┌─ Excerpt to read

Changing seasons will queue many waterfowl, including the hen mallard, to begin their long migration back north to breeding grounds. With her mate in tow, she will navigate between stopover areas, slowed only by the availability of open water and her breeding strategy. National wildlife refuges and temporary wetlands (i.e., sheet water left in shallow depressions from snow melt) are important stopover and feeding sites during the spring. Other than snow geese, hunting is closed during the spring which eliminates a major mortality threat compared to fall migration. Some waterfowl species migrate more directly in the spring than the fall and many mix between the flyways as the lack of available food and the urgency to breed necessitate a fast migration. Successful migration is partially dependent on body condition achieved on wintering areas and may be influential on breeding success, illustrating the influence of cross-seasonal effects within the entire annual cycle. Migrants who wintered in areas where food was abundantly available and were able to build reserves without major harassment or predation may arrive on breeding areas more ready to begin the process of recruitment.

Conclusion

As long as she survives, the hen mallard will continue to progress through each of these life-stages or physiological events, not as four independent parts, but as a continual cycle where body condition and factors affecting one stage have consequences in subsequent stages. Waterfowl that are best adapted to a situation or utilize the resources given during the entirety of the annual cycle will gain fitness (i.e., successfully recruit the next generation of waterfowl). Waterfowl life-cycles are complex, yet driven by a simple principle—survival and fitness.

└─
┌─ Data provided

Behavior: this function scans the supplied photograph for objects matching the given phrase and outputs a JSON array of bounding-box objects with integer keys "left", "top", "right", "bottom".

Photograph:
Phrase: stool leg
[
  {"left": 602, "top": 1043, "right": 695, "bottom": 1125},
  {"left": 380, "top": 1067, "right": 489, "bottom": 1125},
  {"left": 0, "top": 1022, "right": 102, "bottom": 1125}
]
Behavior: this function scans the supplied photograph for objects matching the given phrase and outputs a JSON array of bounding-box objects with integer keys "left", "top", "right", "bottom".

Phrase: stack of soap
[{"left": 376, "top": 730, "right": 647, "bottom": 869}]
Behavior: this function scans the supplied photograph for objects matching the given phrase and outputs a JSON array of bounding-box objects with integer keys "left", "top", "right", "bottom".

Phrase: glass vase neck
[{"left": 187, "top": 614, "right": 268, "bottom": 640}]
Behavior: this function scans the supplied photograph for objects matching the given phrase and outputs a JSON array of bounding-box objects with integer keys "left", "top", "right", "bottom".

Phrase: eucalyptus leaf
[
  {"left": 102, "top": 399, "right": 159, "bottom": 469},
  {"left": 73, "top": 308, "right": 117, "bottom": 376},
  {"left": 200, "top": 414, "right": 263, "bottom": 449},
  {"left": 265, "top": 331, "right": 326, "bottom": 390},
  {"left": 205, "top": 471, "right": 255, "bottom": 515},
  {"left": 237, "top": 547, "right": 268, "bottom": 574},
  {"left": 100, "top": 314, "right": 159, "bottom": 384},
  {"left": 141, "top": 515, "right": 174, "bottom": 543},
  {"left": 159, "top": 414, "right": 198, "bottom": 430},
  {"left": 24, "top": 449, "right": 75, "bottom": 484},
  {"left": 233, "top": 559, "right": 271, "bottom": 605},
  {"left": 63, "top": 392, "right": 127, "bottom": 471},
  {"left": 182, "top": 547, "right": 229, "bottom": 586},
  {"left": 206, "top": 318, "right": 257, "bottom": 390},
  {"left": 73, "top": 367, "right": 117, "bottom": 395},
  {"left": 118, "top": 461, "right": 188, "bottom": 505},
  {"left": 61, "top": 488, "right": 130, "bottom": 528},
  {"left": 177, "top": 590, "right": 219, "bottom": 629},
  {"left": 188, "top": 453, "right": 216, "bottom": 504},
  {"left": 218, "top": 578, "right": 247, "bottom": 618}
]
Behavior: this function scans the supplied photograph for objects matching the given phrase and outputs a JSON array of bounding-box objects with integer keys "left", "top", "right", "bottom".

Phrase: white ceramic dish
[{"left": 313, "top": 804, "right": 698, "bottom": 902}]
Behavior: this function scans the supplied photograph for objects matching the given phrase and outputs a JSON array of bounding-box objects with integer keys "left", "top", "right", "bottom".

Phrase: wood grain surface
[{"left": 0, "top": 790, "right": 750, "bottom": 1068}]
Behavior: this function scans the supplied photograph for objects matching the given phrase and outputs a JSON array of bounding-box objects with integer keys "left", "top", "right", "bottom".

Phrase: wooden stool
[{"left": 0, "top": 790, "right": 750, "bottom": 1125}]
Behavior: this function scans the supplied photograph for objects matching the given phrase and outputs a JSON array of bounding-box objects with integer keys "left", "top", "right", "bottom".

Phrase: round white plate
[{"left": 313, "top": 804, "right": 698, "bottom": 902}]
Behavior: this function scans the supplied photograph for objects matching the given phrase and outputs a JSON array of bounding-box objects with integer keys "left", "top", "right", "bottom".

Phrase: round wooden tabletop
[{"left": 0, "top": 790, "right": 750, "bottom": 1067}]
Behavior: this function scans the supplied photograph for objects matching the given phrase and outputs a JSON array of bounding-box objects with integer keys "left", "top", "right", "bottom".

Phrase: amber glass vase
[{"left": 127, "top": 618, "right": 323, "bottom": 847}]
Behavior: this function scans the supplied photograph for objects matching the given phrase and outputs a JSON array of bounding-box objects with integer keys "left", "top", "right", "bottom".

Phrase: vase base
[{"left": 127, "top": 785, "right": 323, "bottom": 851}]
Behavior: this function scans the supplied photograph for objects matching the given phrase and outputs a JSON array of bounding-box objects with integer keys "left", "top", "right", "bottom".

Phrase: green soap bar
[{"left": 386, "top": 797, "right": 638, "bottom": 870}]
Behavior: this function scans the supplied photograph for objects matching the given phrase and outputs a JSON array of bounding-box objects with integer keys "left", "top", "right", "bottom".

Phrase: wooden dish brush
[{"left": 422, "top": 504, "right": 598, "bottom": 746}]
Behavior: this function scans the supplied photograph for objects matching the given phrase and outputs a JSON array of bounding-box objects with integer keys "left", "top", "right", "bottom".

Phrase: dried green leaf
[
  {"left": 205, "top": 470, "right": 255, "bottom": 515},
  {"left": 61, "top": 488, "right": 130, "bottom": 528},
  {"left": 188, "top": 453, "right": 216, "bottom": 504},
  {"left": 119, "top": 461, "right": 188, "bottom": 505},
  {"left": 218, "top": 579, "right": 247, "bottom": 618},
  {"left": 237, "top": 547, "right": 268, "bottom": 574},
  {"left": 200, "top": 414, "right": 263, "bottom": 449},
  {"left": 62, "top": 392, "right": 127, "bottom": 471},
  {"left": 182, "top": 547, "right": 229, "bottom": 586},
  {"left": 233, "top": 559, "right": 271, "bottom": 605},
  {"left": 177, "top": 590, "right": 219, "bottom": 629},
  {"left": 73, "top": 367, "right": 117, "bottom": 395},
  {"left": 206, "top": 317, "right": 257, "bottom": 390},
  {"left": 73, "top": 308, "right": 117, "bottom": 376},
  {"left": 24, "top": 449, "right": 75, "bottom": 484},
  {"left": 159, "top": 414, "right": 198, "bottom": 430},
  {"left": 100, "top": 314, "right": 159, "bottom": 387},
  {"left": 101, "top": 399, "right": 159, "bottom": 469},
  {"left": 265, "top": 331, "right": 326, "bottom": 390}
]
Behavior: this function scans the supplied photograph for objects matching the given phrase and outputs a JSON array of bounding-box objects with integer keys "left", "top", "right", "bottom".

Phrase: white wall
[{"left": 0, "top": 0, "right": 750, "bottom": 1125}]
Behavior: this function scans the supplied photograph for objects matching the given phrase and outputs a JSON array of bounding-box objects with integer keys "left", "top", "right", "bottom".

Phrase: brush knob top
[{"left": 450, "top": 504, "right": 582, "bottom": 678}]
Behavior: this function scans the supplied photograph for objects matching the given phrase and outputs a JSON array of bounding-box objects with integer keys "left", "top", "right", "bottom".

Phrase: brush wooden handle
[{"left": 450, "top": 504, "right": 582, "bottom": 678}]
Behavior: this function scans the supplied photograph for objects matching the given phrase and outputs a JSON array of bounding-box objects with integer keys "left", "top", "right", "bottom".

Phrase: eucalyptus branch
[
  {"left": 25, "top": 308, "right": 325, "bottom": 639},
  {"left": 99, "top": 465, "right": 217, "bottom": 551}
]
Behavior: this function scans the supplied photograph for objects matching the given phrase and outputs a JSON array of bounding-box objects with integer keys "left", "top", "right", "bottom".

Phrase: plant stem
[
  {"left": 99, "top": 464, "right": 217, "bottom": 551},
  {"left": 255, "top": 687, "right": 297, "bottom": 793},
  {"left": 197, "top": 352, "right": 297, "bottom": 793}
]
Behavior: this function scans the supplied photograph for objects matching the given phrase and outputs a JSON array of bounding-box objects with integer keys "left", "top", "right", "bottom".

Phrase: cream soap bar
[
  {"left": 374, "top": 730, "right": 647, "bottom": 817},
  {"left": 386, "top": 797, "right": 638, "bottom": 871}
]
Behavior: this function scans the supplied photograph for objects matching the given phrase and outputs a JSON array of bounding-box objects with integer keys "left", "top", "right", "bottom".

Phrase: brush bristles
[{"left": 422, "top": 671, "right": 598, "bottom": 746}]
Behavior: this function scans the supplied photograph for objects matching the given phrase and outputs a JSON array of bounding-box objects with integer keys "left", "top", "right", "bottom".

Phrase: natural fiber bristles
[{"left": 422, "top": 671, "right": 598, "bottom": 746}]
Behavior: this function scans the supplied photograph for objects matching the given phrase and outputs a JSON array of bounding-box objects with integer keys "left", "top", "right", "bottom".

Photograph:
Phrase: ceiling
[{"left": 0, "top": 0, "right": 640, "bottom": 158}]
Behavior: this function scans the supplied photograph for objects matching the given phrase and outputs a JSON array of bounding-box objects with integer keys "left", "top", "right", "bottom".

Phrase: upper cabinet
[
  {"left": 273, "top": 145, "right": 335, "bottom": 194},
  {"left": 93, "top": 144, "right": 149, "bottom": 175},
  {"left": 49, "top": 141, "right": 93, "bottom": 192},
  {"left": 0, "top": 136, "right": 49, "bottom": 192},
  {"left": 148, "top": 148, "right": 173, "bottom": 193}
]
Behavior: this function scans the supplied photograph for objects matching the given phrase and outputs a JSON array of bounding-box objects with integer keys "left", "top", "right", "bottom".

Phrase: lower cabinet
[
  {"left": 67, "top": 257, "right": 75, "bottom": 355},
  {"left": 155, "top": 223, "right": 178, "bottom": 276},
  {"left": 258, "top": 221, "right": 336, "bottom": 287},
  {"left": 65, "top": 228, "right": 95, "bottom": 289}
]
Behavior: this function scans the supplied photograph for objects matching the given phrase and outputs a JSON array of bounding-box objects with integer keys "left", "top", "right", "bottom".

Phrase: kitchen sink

└─

**Your assignment**
Please pick up the passage on the hen mallard's annual cycle after its last sentence and continue it.

**Exercise result**
Though I provided only the example of a hen mallard, the processes, factors, and external influences which drive waterfowl populations and life-history strategies are all related. Instead of taking short flights, letting ice cover, temperature, day length, and food availability push them south, snow geese ascend as high as 20,000 feet, and travel as much as 17,000 miles (70 hours) at a time. Most ducks, including the mallard hen, conversely, travel in short bouts, stopping to feed and rest along their migration routes. These adaptations or strategies have evolved over hundreds of thousands of years to allow many different species of waterfowl to inhabit a finite number of habitats and utilize all of the available resources. Each species fulfills a particular niche whether it is a mallard stopping regularly during migration to dabble on natural and agricultural seeds, snow geese traveling in one long flight to arrive and grub on rice in Louisiana, canvasbacks and other diving ducks using deep pools along the Mississippi River to forage on aquatic plants and invertebrates, or Canada geese traveling in medium-length migration flights and stopping to forage on a wide variety of agricultural seeds and winter wheat. Waterfowl, as a whole, have partitioned out these niches and strategies to maximize habitat use and biodiversity during each part of the annual cycle.

Continual habitat conservation, enhancement, restoration, creation, and research will allow future generations to experience, first hand, the story of the hen mallard and other waterfowl. Of particular concern, most wetlands throughout North America remain unprotected. Recent court decisions restricting the extent of the Clean Water Act and uncertainties surrounding the Farm Bill continue to threaten waterfowl habitats. Furthermore, high commodity prices and the cellulosic ethanol industry threaten the integrity of grasslands in the Northern Great Plains and Canada. It is imperative that these habitats and others associated with each stage of the annual cycle be conserved and that conservation efforts recognize local wildlife management and habitat provision within the realm of landscape scale conservation planning.